In cricket, a five-wicket haul—also known as a five–for or fifer—refers to a bowler taking five or more wickets in a single innings. This is regarded as a notable achievement; only five bowlers have taken more than 30 five-wicket hauls in their Test cricketing careers. Sri Lankan cricketer Muttiah Muralitharan has the most five-wicket hauls in Test cricket, and also the second-highest number of five-wicket hauls in One Day Internationals (ODI). He did not take any five-wicket hauls in a Twenty20 International, where his best bowling figures were 3 wickets for 29 runs. One of the most experienced bowlers in international cricket, Muralitharan is the leading wicket taker in both Tests and ODIs. He was declared as the "best bowler ever" in Test cricket by the Wisden Cricketers' Almanack in 2002, and the Sri Lankan team depended heavily on the off spinner for wickets.

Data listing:
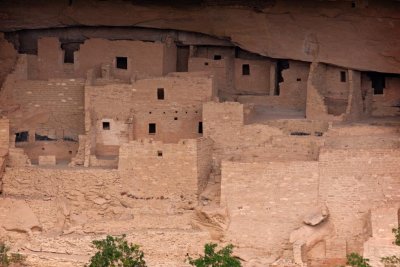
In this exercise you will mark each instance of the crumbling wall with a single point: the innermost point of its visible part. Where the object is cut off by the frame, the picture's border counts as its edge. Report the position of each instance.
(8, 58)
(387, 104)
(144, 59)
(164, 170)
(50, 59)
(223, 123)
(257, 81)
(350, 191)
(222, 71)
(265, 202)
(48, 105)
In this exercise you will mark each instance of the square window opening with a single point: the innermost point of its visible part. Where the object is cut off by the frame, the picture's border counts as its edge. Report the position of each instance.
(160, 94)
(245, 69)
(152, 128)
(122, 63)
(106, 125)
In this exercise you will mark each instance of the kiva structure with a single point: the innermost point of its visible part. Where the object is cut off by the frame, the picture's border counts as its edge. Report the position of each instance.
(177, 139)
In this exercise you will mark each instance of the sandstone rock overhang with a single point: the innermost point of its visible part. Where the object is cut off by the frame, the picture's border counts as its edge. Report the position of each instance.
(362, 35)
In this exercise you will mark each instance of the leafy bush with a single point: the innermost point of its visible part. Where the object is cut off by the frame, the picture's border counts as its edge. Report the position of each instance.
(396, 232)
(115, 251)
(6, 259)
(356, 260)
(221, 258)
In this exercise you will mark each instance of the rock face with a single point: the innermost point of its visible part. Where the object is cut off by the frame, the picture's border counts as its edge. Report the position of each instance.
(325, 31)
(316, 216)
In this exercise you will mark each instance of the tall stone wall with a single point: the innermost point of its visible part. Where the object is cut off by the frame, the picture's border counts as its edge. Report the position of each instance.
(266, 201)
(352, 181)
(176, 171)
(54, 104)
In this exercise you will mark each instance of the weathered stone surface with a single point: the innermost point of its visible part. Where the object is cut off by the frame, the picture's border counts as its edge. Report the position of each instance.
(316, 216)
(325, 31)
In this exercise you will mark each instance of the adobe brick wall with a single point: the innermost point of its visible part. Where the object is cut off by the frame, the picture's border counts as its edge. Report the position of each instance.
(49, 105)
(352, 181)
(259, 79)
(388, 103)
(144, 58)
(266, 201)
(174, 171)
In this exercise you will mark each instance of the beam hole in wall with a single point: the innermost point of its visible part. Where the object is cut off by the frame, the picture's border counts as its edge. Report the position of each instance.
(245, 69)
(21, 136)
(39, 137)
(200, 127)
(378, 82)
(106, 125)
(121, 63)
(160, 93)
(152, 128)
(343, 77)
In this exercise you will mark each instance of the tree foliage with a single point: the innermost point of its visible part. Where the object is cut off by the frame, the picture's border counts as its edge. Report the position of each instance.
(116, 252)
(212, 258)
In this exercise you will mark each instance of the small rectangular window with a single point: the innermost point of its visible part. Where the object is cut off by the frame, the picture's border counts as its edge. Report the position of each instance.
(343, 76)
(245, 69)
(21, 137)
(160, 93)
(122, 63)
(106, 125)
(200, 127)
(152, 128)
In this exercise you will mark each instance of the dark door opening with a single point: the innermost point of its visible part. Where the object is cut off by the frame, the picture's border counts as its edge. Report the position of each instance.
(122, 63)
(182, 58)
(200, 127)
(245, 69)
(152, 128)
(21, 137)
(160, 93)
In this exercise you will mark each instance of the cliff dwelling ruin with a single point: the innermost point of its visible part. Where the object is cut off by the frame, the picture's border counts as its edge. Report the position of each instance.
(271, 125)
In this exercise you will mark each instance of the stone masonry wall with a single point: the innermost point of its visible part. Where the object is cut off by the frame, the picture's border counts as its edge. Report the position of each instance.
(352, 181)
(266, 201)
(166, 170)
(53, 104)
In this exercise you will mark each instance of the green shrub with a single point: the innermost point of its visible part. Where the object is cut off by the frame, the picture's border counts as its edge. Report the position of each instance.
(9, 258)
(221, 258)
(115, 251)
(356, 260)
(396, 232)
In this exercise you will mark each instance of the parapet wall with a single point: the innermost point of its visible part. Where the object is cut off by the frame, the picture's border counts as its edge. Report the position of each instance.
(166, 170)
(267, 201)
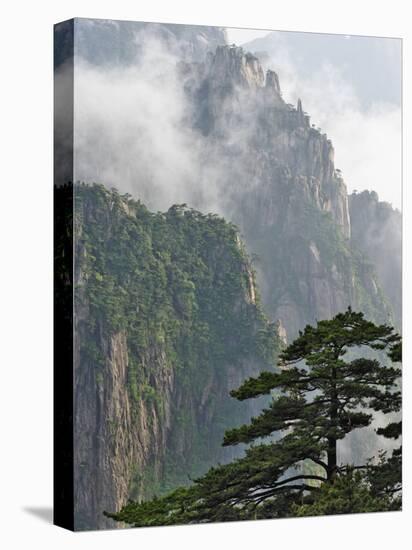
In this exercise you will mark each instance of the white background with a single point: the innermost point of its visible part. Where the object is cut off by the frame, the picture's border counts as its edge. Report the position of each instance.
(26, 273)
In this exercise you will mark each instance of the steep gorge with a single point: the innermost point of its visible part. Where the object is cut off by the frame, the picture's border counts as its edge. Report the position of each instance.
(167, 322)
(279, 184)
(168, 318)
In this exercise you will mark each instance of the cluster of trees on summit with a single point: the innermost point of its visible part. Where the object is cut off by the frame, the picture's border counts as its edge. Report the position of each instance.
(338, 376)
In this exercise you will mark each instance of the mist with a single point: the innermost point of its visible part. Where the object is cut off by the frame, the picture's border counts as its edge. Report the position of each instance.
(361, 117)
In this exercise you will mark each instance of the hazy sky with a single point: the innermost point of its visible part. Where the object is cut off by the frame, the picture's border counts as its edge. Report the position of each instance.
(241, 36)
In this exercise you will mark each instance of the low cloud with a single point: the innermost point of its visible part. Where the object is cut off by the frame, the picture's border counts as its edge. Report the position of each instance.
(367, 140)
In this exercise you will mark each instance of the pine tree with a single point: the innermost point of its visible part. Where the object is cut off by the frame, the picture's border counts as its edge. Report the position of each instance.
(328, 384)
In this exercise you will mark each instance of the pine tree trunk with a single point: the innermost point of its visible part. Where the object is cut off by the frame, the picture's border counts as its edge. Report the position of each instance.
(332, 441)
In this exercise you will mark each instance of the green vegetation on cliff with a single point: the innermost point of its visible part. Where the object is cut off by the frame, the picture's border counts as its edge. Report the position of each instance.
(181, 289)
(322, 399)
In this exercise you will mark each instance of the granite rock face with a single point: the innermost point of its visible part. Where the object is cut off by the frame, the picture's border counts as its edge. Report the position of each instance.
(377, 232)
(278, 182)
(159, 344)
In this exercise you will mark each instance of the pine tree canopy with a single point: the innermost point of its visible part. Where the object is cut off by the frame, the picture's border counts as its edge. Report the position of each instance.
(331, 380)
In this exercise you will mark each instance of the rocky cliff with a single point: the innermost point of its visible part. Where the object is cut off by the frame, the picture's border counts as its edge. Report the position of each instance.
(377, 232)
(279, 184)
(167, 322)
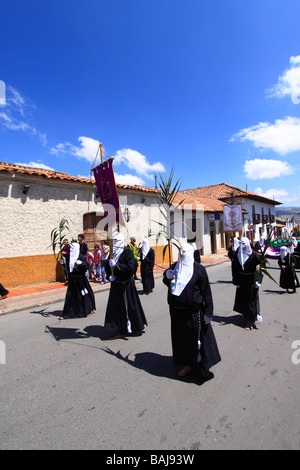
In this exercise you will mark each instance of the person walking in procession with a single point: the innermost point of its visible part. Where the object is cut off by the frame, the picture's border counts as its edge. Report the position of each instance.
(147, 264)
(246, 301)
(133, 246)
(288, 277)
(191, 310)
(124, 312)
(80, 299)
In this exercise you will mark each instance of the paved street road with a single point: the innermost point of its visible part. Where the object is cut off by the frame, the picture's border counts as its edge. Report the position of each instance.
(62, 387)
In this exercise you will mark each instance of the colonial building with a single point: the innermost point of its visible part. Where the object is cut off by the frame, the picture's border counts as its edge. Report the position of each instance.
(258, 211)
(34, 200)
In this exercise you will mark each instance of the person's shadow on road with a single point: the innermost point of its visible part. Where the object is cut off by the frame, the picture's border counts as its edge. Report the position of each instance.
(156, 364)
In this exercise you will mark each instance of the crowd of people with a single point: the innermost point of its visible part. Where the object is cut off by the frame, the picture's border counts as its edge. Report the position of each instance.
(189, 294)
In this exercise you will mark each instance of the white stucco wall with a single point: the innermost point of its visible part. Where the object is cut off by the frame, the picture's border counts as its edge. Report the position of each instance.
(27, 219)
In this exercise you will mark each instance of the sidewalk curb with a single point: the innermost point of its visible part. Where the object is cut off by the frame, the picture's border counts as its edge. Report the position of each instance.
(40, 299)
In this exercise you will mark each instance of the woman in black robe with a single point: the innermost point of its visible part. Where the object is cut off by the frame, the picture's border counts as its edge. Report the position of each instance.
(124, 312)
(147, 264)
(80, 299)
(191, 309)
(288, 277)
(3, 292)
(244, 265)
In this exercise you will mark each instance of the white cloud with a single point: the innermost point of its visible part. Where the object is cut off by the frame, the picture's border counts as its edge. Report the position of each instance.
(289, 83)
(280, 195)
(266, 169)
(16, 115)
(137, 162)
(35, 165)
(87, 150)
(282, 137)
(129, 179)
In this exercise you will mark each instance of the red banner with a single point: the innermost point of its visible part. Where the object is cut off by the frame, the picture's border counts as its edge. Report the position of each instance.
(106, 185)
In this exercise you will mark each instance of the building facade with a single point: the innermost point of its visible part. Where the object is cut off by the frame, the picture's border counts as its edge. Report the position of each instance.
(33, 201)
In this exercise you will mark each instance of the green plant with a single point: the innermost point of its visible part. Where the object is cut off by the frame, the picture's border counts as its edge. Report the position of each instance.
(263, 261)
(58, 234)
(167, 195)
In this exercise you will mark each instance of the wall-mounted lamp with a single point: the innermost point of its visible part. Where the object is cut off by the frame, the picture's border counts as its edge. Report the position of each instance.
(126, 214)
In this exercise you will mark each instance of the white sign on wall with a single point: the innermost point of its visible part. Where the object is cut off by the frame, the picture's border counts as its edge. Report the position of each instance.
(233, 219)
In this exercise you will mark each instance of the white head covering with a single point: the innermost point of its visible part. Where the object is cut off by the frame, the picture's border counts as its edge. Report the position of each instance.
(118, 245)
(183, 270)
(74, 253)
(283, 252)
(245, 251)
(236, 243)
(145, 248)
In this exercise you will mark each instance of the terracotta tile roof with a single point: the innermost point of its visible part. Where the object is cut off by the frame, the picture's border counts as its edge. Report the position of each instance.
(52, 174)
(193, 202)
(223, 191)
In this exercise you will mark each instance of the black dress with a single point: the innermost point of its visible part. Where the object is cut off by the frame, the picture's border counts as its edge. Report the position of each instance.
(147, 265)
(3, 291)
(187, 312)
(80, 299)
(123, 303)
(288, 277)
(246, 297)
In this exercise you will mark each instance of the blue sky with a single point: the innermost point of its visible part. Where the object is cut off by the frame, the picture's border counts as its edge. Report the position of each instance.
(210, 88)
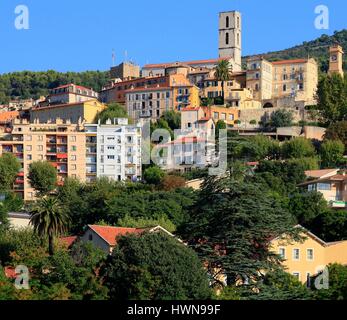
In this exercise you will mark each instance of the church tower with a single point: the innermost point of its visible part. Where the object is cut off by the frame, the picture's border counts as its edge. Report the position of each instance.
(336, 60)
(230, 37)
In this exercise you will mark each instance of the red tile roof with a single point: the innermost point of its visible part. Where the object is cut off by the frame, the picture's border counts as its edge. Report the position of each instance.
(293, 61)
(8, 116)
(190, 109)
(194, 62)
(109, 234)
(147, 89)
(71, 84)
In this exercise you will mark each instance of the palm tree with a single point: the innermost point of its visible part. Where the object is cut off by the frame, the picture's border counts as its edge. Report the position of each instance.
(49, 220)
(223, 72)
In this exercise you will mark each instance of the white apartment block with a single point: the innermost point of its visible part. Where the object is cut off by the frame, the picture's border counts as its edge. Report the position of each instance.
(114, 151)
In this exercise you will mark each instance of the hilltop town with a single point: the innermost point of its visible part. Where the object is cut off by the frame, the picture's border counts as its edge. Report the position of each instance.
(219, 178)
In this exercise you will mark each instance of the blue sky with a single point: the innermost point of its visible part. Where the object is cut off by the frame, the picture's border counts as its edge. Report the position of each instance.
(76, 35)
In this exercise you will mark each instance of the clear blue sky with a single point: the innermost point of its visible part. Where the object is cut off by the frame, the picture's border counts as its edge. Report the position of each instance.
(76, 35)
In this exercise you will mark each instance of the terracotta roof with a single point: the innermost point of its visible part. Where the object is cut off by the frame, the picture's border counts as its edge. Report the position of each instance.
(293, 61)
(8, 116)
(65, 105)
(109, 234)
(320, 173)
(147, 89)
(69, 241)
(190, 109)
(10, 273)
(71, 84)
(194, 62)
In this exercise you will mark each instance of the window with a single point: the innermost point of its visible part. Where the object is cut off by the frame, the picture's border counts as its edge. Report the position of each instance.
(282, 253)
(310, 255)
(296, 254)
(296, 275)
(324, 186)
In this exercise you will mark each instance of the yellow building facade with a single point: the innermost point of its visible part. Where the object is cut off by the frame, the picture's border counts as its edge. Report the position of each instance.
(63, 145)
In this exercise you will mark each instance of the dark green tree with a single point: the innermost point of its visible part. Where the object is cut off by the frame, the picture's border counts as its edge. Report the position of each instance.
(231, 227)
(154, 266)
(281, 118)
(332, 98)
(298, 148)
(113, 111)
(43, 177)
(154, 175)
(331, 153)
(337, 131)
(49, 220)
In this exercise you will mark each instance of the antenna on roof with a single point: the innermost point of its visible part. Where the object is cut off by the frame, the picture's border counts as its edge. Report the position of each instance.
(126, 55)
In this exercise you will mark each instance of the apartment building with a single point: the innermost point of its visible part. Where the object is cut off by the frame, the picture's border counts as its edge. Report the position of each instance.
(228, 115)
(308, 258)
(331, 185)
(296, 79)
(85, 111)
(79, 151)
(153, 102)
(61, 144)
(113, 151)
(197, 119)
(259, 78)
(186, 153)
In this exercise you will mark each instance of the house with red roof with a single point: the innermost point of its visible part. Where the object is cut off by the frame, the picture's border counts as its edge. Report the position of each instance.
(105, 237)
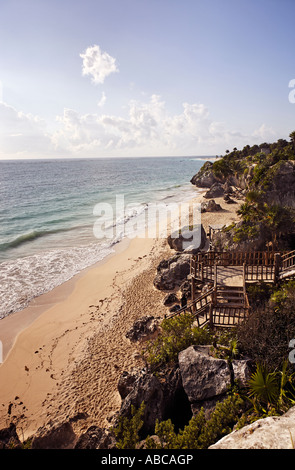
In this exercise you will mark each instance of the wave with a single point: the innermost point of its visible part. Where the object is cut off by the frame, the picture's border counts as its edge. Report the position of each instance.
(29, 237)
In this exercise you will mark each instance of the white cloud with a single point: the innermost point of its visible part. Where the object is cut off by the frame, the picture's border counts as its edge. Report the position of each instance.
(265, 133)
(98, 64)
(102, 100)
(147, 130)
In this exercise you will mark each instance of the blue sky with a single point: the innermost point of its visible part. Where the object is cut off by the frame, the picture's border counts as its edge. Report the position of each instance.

PROBLEM DETAILS: Give again the part of the passage on cricket five-wicket hauls starting at "In cricket, a" and ending at "spinner for wickets.", copying it word for word.

EXERCISE RESULT:
In cricket, a five-wicket haul—also known as a five–for or fifer—refers to a bowler taking five or more wickets in a single innings. This is regarded as a notable achievement; only five bowlers have taken more than 30 five-wicket hauls in their Test cricketing careers. Sri Lankan cricketer Muttiah Muralitharan has the most five-wicket hauls in Test cricket, and also the second-highest number of five-wicket hauls in One Day Internationals (ODI). He did not take any five-wicket hauls in a Twenty20 International, where his best bowling figures were 3 wickets for 29 runs. One of the most experienced bowlers in international cricket, Muralitharan is the leading wicket taker in both Tests and ODIs. He was declared as the "best bowler ever" in Test cricket by the Wisden Cricketers' Almanack in 2002, and the Sri Lankan team depended heavily on the off spinner for wickets.